> DIRECTION
Print out each entry below exactly, please.

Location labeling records
____________________

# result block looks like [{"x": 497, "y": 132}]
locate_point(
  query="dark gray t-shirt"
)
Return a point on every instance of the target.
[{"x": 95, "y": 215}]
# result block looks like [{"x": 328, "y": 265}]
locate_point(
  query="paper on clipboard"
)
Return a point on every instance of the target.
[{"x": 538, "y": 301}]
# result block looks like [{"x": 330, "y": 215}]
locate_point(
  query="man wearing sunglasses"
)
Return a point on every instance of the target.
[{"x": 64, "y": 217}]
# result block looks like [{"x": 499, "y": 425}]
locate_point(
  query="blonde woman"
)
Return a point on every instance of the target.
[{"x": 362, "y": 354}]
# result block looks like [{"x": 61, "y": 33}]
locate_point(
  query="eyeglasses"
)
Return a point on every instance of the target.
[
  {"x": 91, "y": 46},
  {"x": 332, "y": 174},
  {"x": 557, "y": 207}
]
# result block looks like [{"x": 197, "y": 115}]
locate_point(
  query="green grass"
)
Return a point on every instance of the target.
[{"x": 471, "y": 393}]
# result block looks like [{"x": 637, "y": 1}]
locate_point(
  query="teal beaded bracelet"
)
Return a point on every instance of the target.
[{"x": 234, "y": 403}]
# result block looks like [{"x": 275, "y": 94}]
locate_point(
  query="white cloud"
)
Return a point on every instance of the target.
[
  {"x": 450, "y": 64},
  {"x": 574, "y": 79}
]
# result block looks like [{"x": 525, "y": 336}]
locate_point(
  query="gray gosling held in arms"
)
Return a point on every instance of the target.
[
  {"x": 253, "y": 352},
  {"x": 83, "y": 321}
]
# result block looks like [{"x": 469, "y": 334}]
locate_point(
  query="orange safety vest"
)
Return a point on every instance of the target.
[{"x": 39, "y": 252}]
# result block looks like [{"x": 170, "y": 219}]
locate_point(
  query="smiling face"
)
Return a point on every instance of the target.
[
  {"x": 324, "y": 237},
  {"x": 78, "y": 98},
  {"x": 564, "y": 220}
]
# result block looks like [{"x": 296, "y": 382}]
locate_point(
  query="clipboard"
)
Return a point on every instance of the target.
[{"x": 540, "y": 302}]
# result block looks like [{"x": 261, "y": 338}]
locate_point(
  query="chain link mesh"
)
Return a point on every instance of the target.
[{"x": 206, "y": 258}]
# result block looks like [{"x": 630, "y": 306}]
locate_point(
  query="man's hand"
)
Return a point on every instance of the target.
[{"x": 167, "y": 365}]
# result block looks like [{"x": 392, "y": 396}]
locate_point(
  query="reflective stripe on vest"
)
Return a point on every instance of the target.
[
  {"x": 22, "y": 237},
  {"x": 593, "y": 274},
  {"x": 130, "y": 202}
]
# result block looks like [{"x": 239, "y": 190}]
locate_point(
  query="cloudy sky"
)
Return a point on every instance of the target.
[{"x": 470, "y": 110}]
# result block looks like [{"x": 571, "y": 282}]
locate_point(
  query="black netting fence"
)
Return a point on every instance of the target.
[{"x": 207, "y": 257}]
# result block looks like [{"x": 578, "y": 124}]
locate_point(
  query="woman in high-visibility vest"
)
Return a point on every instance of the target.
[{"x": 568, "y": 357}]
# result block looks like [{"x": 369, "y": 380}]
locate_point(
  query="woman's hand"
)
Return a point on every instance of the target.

____________________

> FULL ANSWER
# result block looks like [{"x": 497, "y": 132}]
locate_point(
  query="dark gray t-shirt"
)
Return a point on every instance of the target.
[{"x": 95, "y": 215}]
# result block looks like [{"x": 328, "y": 265}]
locate_point(
  query="paper on clipboard"
)
Return a point on every instance of the target.
[{"x": 538, "y": 301}]
# result block looks like [{"x": 330, "y": 215}]
locate_point(
  query="man wearing sunglasses"
)
Return a point on every instance of the target.
[{"x": 64, "y": 217}]
# result block looks like [{"x": 499, "y": 425}]
locate_point(
  query="blonde woman"
)
Return a point on every instance of the target.
[{"x": 362, "y": 354}]
# result block looks like [{"x": 61, "y": 33}]
locate_point(
  query="eyeglasses"
)
Return a point on every instance of the target.
[
  {"x": 91, "y": 46},
  {"x": 332, "y": 174},
  {"x": 557, "y": 207}
]
# result block looks like [{"x": 197, "y": 115}]
locate_point(
  query="green grass"
)
Return a point on every instance of the target.
[{"x": 471, "y": 393}]
# result block looks like [{"x": 637, "y": 1}]
locate_point(
  query="teal beaded bracelet"
)
Return a point on every instance of the target.
[{"x": 234, "y": 403}]
# result block looks like [{"x": 275, "y": 94}]
locate_point(
  query="white cloud"
)
Return a point on every instance of the target.
[
  {"x": 450, "y": 64},
  {"x": 574, "y": 79}
]
# result block looks like [{"x": 525, "y": 336}]
locate_point(
  query="gray gosling held in arms"
)
Return a point on every instance of the target.
[
  {"x": 253, "y": 352},
  {"x": 83, "y": 321}
]
# result block looks like [{"x": 469, "y": 334}]
locate_point(
  query="orange safety vest"
)
Return a point on every instance of the target.
[{"x": 39, "y": 252}]
# result block looks like [{"x": 170, "y": 219}]
locate_point(
  query="smiling face"
)
Return a point on every instance of the target.
[
  {"x": 324, "y": 237},
  {"x": 78, "y": 98},
  {"x": 564, "y": 220}
]
# result block looks like [{"x": 296, "y": 382}]
locate_point(
  query="clipboard"
)
Return a point on every instance of the target.
[{"x": 540, "y": 302}]
# result block looks like [{"x": 261, "y": 338}]
locate_point(
  query="chain link mesh"
)
Return a point on every instance of the target.
[{"x": 206, "y": 258}]
# result block looks like [{"x": 630, "y": 306}]
locate_point(
  query="man's hand"
)
Return a point on every instance of the target.
[{"x": 167, "y": 365}]
# result block looks like [{"x": 392, "y": 396}]
locate_point(
  query="reflective stripe on vest"
)
Return a point on every instance of the target.
[
  {"x": 22, "y": 237},
  {"x": 593, "y": 274},
  {"x": 130, "y": 202}
]
# result block looks like [{"x": 239, "y": 190}]
locate_point(
  query="cloudy sky"
)
Return a point on every instance of the target.
[{"x": 470, "y": 110}]
# result block looks like [{"x": 571, "y": 282}]
locate_point(
  query="black netting fence"
)
Return a point on every instance of the target.
[{"x": 207, "y": 257}]
# result block looks like [{"x": 578, "y": 124}]
locate_point(
  query="woman in high-visibility vest"
)
Return a point on every instance of the target.
[{"x": 568, "y": 357}]
# result block looks like [{"x": 369, "y": 380}]
locate_point(
  query="woman's hand"
)
Return a point on every instance of the target.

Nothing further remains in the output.